• [Extrait de page]:
Voilà un sujet aussi riche que passionnant !
J’ai eu plusieurs fois l’occasion de vous présenter des vues stéréoscopiques, parfois une image seule sur les deux d’origine, quelquefois des vues montées en animation, ou encore à regarder avec des lunettes spéciales. La variété des supports, l’ancienneté du système et le fait que ces vues aient aussi bien appartenu au domaine de la photographie commerciale qu’amateur ont fait que j’ai eu envie de développer un peu le sujet pour en donner une vue d’ensemble.
Voici donc un premier article sur la photographie en relief…
La perception tridimensionnelle
C’est l’interprétation par notre cerveau de ce que voient l’œil gauche et l’œil droit qui nous permet d’apprécier les distances et la tridimensionnalité de ce qui est devant nous.
Plus ce que nous regardons est éloigné, moins il y a de différence entre les deux points de vue. Mais si l’on regarde un objet proche, le décalage entre les deux vues sera important. C’est à partir de ce constat que naît l’idée de créer des images en 2 dimensions qui pourront en paraître 3. Sans dispositif adapté, reproduire artificiellement cette vision reste cependant problématique.
Au fil de l’histoire, de nombreux savants se sont penchés sur l’étude de la vision binoculaire et la représentation tridimensionnelle, mais c’est en 1832 que l’anglais Charles Wheatstone pose les premiers principes de la stéréoscopie et invente le stéréoscope à miroir en 1838.
Deux images, avec deux points de vue décalés sont regardées chacune par un œil au moyen de miroirs disposés à 90°. Ces images sont d’abord des dessins, mais la toute nouvelle technique de la photographie va immédiatement être mise à contribution dans cet appareil.
En 1840, Sir David Brewster perfectionne le système et remplace les miroirs par des lentilles : chaque œil sera toujours dirigé vers une image différente de l’autre, le principe de la plupart des appareils à stéréoscopies est inventé.
Brewster montre son appareil à l’Exposition universelle de 1851 à Londres, où il rencontre un vif succès, notamment auprès de la Reine Victoria.
Son appareil sera repris, décliné, amélioré, la photographie stéréoscopique va dès lors rencontrer un engouement populaire qui durera au moins jusqu’aux années 1960. Elle se fera ensuite plus discrète jusqu’aux grands succès du cinéma en 3D d’aujourd’hui.
Prendre des photographies stéréoscopiques
Pour créer les premières vues stéréoscopiques photographiques, il n’y avait pas d’appareil dédié. Il fallait déplacer l’appareil latéralement.
Cela signifie donc que les deux prises de vues n’étaient pas simultanées. Ainsi par exemple, sur cette image, les personnages et véhicules se sont déplacés entre les deux moments où le photographe a déclenché.

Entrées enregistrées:

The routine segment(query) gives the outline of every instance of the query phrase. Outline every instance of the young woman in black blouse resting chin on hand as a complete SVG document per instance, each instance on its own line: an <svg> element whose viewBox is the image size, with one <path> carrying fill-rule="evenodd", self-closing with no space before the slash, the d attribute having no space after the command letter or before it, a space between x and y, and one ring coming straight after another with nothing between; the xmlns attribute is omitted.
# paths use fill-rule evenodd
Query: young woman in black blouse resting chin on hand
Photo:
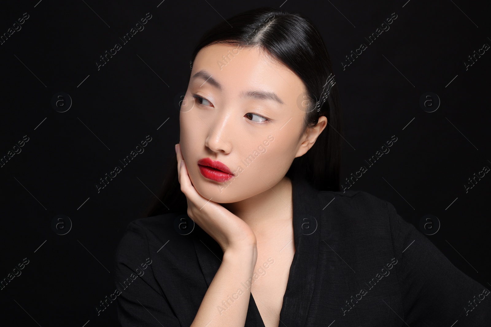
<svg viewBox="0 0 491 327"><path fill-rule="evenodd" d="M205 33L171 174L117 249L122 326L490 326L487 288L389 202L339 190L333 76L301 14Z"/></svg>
...
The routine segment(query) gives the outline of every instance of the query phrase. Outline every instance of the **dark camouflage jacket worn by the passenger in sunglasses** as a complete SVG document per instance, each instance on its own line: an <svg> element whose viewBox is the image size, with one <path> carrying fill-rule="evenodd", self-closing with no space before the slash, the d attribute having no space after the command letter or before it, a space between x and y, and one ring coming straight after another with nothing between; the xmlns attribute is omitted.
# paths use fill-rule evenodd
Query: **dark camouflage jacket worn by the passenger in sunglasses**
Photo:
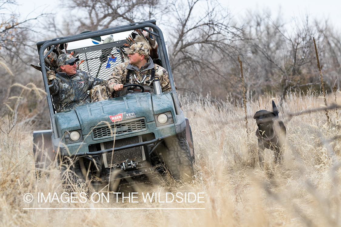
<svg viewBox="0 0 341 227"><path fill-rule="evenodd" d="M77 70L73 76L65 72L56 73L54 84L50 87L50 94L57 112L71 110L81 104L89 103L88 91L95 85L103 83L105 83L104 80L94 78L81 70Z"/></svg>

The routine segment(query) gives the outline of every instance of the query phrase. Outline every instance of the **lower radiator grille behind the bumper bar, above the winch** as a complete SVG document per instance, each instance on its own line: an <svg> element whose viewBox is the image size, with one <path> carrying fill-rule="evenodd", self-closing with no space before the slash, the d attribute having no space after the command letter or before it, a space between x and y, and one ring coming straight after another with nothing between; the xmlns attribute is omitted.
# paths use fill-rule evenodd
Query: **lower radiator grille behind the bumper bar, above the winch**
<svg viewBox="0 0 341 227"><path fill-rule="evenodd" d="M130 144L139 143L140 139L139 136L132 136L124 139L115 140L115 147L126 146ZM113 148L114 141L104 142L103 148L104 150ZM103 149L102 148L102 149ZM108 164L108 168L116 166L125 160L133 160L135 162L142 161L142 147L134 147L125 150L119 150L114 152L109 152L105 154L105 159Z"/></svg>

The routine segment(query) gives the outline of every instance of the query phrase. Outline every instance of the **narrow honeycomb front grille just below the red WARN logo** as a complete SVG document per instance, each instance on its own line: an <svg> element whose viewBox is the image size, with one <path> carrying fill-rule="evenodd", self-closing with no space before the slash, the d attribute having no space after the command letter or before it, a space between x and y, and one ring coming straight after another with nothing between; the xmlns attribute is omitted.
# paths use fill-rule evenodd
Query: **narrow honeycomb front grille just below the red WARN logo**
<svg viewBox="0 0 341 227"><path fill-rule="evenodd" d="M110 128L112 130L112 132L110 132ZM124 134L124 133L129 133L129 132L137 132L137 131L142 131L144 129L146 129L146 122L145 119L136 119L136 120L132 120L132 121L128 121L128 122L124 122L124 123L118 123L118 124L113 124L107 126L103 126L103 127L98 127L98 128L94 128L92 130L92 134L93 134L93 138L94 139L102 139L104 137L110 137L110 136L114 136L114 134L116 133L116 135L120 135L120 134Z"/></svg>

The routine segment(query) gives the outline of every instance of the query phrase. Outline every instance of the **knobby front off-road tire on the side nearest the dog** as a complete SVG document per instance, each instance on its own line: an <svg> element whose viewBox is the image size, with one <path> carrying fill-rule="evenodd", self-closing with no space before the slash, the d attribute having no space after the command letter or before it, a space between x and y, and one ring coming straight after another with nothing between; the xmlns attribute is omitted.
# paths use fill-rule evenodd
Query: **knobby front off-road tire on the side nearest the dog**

• [Travail demandé A]: Comment traduire en anglais la phrase suivante de l'extrait sur la photographie en relief : « Brewster montre son appareil à l’Exposition universelle de 1851 à Londres, où il rencontre un vif succès, notamment auprès de la Reine Victoria. » ?
• [Travail demandé B]: Reproduisez mot pour mot le passage de l'extrait sur la photographie en relief qui va de « Au fil de l’histoire, de » à « stéréoscopies est inventé. ».

• [Réponse attendue A]: Brewster shows his device at the 1851 Universal Exhibition in London, where it meets with great success, notably with Queen Victoria.

• [Réponse attendue B]:
Au fil de l’histoire, de nombreux savants se sont penchés sur l’étude de la vision binoculaire et la représentation tridimensionnelle, mais c’est en 1832 que l’anglais Charles Wheatstone pose les premiers principes de la stéréoscopie et invente le stéréoscope à miroir en 1838.
Deux images, avec deux points de vue décalés sont regardées chacune par un œil au moyen de miroirs disposés à 90°. Ces images sont d’abord des dessins, mais la toute nouvelle technique de la photographie va immédiatement être mise à contribution dans cet appareil.
En 1840, Sir David Brewster perfectionne le système et remplace les miroirs par des lentilles : chaque œil sera toujours dirigé vers une image différente de l’autre, le principe de la plupart des appareils à stéréoscopies est inventé.